* Aim *
Retype the data below word for word, starting with the line that contains "If you could pin the white car" and going on through the end of the data. Leave the pictures out of your answer.

* Stored data *
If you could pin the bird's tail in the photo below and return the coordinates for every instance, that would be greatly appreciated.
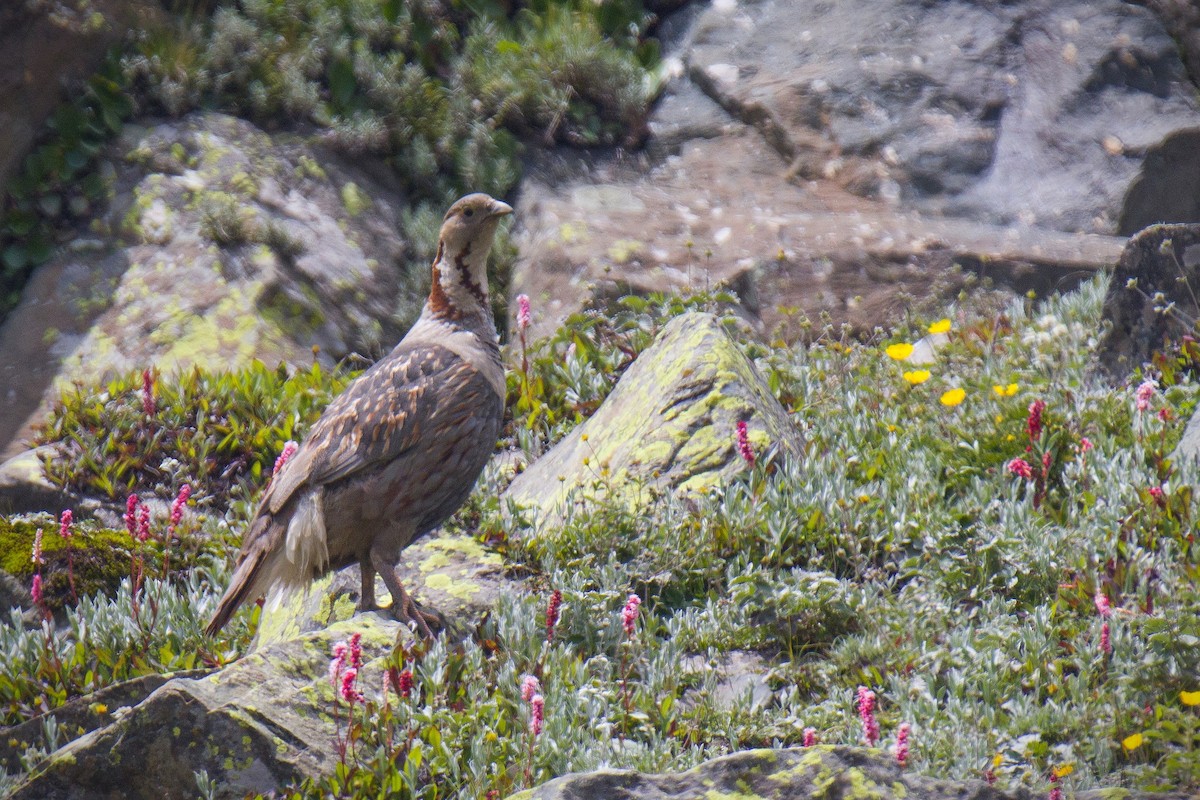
(276, 559)
(246, 579)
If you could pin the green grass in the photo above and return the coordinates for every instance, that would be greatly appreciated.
(900, 553)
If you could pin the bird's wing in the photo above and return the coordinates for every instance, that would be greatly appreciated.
(378, 417)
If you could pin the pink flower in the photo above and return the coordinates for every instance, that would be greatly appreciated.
(903, 744)
(289, 449)
(538, 714)
(629, 614)
(148, 403)
(523, 314)
(405, 683)
(529, 686)
(556, 601)
(37, 548)
(131, 515)
(867, 714)
(143, 523)
(1145, 391)
(349, 693)
(1020, 468)
(743, 441)
(177, 506)
(337, 663)
(1033, 423)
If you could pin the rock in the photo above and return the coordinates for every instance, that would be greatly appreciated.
(669, 425)
(43, 47)
(258, 725)
(24, 487)
(817, 771)
(222, 245)
(808, 170)
(1151, 298)
(449, 573)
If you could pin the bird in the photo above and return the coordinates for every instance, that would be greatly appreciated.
(395, 453)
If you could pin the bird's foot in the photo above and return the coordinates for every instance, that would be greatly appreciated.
(425, 621)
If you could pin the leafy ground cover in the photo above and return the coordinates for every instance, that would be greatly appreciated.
(993, 553)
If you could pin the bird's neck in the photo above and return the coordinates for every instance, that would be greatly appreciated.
(460, 283)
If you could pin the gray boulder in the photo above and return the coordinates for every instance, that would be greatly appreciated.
(853, 160)
(1151, 302)
(669, 426)
(222, 244)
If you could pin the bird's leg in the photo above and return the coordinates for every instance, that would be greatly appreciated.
(402, 605)
(366, 597)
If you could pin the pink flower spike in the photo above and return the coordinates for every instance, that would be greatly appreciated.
(867, 714)
(349, 693)
(538, 715)
(131, 515)
(1033, 423)
(1020, 468)
(743, 443)
(177, 506)
(1144, 394)
(289, 449)
(903, 744)
(629, 614)
(552, 608)
(529, 686)
(523, 313)
(37, 548)
(143, 523)
(148, 403)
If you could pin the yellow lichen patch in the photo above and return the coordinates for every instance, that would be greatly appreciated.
(457, 589)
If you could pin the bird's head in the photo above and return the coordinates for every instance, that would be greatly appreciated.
(460, 270)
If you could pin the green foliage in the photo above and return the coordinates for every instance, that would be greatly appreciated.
(558, 382)
(60, 181)
(217, 431)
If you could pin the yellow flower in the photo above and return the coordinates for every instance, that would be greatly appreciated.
(953, 397)
(940, 326)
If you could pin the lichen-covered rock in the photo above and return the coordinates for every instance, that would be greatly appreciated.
(795, 774)
(222, 245)
(257, 725)
(1151, 302)
(669, 425)
(449, 573)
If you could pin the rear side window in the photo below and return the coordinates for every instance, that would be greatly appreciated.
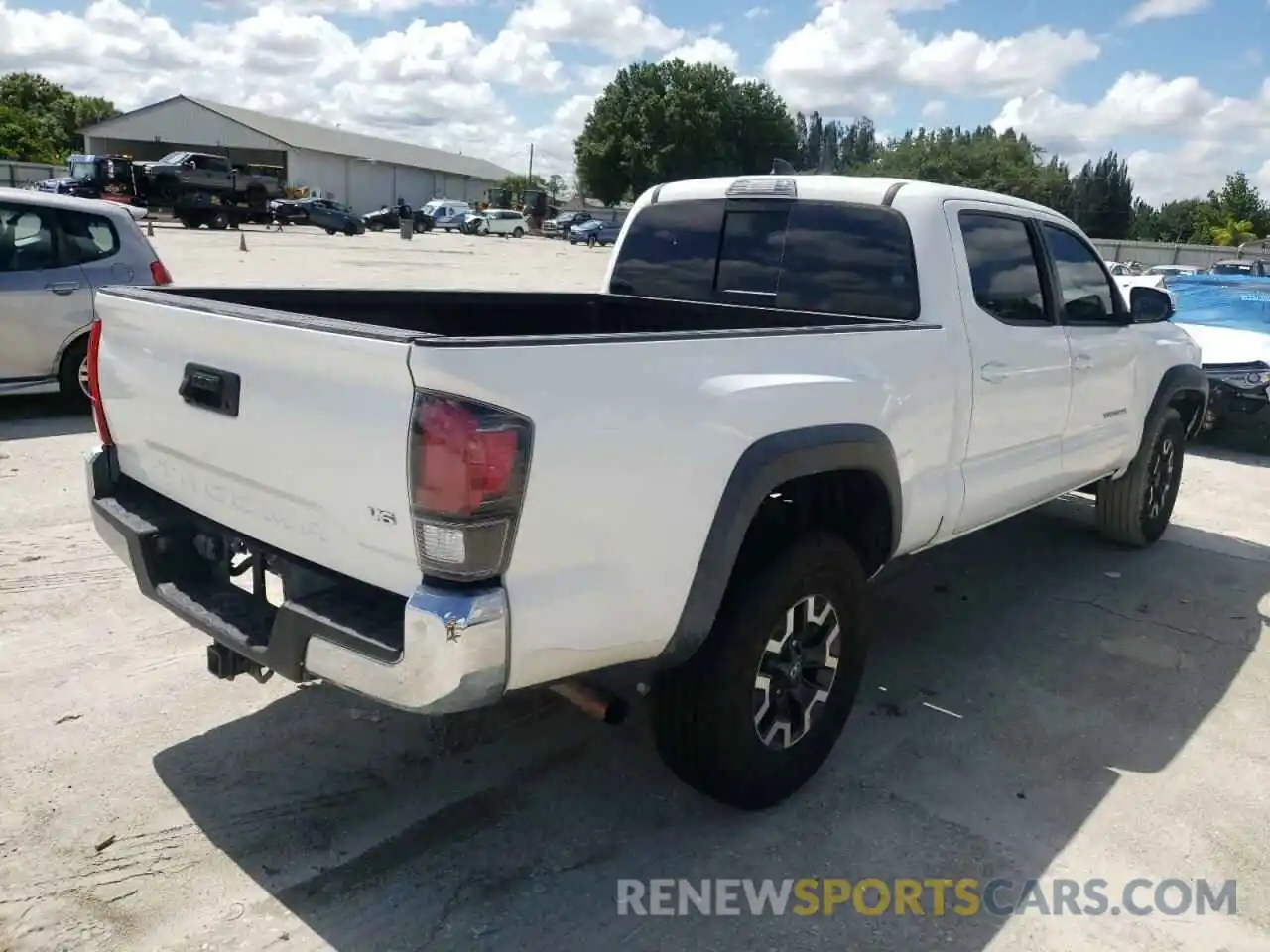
(849, 259)
(27, 239)
(818, 257)
(87, 238)
(671, 252)
(1003, 270)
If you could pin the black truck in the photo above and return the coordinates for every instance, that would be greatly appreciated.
(178, 175)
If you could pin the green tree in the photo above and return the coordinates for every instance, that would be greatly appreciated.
(1102, 198)
(980, 158)
(40, 119)
(667, 121)
(556, 186)
(516, 184)
(1241, 200)
(1232, 231)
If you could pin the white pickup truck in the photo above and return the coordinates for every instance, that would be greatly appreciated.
(785, 384)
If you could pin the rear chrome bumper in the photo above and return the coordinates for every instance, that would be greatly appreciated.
(440, 652)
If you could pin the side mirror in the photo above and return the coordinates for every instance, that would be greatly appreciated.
(1150, 304)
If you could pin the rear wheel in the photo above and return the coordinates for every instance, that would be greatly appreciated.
(751, 717)
(1134, 509)
(72, 375)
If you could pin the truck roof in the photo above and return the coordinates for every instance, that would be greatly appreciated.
(867, 189)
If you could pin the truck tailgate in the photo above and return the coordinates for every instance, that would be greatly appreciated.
(310, 458)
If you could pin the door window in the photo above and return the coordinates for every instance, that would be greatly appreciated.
(1087, 293)
(1003, 266)
(87, 238)
(27, 239)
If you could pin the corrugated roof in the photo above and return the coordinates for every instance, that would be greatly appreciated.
(324, 139)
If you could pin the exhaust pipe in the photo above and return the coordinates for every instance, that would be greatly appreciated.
(594, 701)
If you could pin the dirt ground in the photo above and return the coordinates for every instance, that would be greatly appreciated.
(1038, 705)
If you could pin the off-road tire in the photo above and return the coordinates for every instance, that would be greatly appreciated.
(1124, 506)
(168, 188)
(68, 386)
(703, 711)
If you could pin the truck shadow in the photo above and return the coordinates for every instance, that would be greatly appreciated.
(1015, 675)
(45, 416)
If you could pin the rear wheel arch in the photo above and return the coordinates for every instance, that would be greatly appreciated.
(1184, 388)
(842, 479)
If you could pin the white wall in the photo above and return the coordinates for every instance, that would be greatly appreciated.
(325, 175)
(181, 121)
(366, 186)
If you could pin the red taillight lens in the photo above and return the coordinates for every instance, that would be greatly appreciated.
(94, 384)
(468, 463)
(159, 273)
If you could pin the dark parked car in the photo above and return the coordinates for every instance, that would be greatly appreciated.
(389, 218)
(594, 232)
(318, 212)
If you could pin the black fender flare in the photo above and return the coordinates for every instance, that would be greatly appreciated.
(766, 465)
(1180, 379)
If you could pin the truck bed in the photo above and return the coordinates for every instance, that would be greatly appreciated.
(466, 316)
(640, 412)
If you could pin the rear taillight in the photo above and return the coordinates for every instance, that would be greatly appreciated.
(94, 384)
(159, 273)
(468, 465)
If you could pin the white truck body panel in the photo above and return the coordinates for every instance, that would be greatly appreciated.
(321, 434)
(634, 438)
(634, 443)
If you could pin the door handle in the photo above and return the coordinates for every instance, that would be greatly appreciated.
(211, 389)
(993, 372)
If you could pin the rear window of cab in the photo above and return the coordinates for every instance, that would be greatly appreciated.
(828, 258)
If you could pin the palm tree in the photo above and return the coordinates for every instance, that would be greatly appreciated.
(1232, 232)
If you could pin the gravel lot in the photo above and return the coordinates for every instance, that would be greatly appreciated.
(1038, 705)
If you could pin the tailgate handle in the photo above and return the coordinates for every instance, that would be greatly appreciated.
(211, 389)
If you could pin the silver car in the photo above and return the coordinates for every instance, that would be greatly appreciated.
(55, 252)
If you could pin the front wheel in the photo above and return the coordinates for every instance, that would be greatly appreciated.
(754, 712)
(1134, 509)
(72, 375)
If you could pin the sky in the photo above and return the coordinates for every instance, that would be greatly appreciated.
(1179, 87)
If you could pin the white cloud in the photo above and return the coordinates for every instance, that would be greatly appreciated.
(855, 53)
(363, 8)
(706, 50)
(617, 27)
(965, 62)
(1165, 9)
(436, 80)
(1203, 136)
(432, 82)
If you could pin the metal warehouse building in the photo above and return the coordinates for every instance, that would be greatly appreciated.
(362, 172)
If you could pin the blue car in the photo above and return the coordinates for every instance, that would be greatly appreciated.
(594, 232)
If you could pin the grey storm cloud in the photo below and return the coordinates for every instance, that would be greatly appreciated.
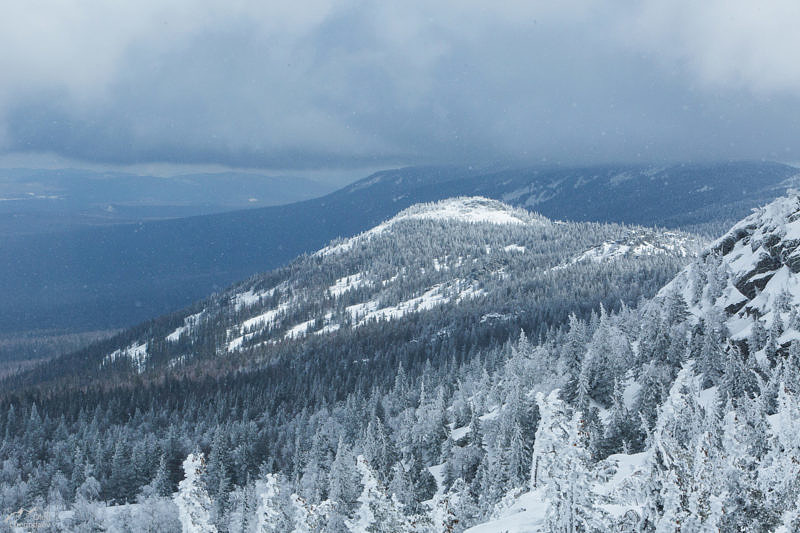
(352, 83)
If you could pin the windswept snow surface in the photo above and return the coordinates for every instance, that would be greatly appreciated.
(188, 323)
(473, 209)
(756, 267)
(526, 513)
(136, 353)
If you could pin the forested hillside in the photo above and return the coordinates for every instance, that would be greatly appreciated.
(387, 344)
(101, 278)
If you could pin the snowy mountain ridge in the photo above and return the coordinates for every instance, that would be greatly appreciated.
(750, 272)
(466, 209)
(427, 257)
(723, 431)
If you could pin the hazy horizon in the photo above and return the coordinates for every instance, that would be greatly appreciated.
(340, 89)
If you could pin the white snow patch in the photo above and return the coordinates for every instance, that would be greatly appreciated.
(299, 330)
(514, 248)
(189, 323)
(471, 210)
(347, 283)
(136, 353)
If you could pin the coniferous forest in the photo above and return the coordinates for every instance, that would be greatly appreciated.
(463, 365)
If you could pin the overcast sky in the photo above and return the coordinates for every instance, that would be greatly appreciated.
(318, 84)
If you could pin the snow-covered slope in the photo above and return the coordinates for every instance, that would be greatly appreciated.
(433, 257)
(753, 271)
(471, 210)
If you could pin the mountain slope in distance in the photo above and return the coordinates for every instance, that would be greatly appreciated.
(117, 276)
(423, 275)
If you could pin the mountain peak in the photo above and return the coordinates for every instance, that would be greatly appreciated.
(462, 209)
(753, 271)
(472, 209)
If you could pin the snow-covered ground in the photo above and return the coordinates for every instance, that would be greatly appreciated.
(136, 353)
(473, 210)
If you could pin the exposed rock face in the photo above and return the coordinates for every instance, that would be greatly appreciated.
(758, 247)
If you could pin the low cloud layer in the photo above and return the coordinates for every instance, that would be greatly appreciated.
(354, 83)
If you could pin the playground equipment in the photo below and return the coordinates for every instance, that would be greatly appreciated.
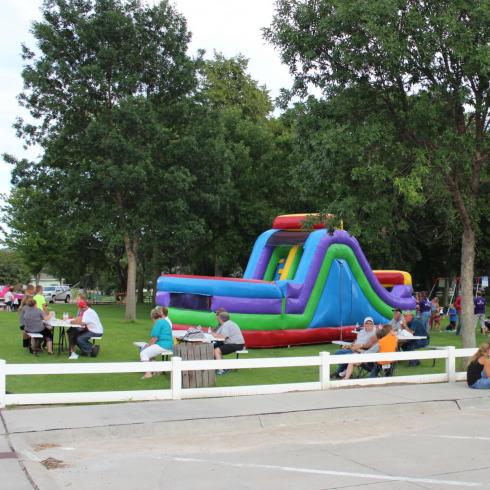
(301, 286)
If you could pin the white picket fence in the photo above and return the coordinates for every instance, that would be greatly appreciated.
(324, 361)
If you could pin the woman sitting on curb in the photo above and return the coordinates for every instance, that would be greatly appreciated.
(478, 372)
(161, 337)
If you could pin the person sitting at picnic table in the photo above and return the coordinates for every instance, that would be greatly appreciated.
(478, 371)
(414, 327)
(164, 314)
(397, 321)
(388, 343)
(34, 320)
(40, 299)
(368, 366)
(28, 294)
(229, 338)
(365, 340)
(86, 325)
(161, 338)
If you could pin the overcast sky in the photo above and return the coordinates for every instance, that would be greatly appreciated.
(228, 26)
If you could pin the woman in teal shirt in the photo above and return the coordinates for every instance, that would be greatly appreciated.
(161, 337)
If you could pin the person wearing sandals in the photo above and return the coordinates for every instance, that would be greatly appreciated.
(161, 337)
(33, 320)
(478, 372)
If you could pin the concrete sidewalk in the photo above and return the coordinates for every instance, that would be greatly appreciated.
(26, 430)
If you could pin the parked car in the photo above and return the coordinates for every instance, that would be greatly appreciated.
(57, 293)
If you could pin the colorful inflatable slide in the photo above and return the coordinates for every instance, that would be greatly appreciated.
(301, 286)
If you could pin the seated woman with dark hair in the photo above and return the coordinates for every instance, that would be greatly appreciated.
(478, 372)
(33, 319)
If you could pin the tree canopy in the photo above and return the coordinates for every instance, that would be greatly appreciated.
(426, 64)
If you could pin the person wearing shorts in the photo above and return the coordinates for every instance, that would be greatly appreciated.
(478, 372)
(161, 338)
(229, 337)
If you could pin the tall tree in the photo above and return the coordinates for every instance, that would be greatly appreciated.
(428, 64)
(100, 88)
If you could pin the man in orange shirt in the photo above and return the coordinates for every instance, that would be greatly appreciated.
(388, 343)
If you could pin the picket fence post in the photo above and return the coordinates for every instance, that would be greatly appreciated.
(451, 363)
(176, 377)
(3, 384)
(325, 370)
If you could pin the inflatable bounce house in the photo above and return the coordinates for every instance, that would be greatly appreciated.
(301, 286)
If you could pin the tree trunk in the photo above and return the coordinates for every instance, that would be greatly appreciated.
(467, 269)
(131, 245)
(141, 286)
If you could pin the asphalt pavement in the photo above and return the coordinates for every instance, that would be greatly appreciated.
(387, 437)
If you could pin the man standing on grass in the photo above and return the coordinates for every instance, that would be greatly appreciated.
(480, 303)
(89, 326)
(229, 337)
(40, 299)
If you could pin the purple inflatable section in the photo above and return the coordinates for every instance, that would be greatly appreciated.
(298, 304)
(162, 298)
(402, 291)
(265, 256)
(246, 305)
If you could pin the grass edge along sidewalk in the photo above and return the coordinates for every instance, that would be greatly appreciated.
(117, 346)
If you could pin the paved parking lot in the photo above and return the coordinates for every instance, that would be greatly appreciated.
(436, 441)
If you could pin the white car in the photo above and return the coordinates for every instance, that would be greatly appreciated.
(57, 293)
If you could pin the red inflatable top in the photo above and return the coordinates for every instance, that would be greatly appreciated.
(296, 221)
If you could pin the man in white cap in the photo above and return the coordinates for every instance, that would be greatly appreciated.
(365, 340)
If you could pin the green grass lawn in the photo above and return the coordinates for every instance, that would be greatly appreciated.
(117, 346)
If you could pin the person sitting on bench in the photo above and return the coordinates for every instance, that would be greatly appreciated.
(86, 326)
(161, 337)
(229, 337)
(33, 320)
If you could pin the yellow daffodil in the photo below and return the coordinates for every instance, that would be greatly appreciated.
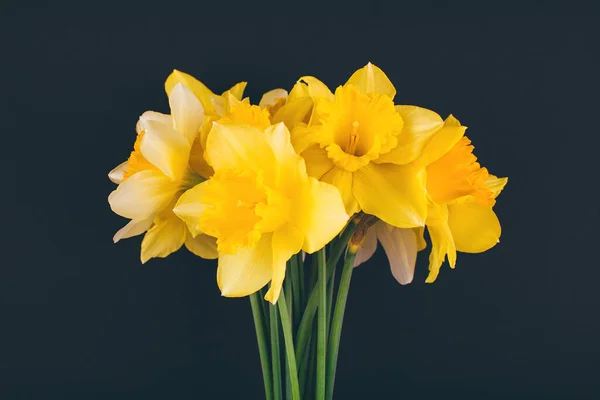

* Full solution *
If you could pin the white car in the photo above and return the coordinates for every instance, that would be greatly appreciated.
(57, 293)
If you could pin the red inflatable top in the photo above and return the coordinates for every instance, that would be greatly appreciated.
(296, 221)
If you could pin the man in white cap in the photo above and return the coordinates for every instance, that would be greatly appreciated.
(365, 340)
If you could pin the green grass lawn in the photo above and return the coordinates for every instance, that would be greatly appreciated.
(117, 346)
If you could pin the person sitting on bench in the photo above and return the coordinates for every instance, that would be greatly appreciated.
(86, 326)
(161, 337)
(229, 337)
(33, 320)
If you could pin the yellow daffodil in the photo below and return the coordinates for every instance, that would be greatly appreciated.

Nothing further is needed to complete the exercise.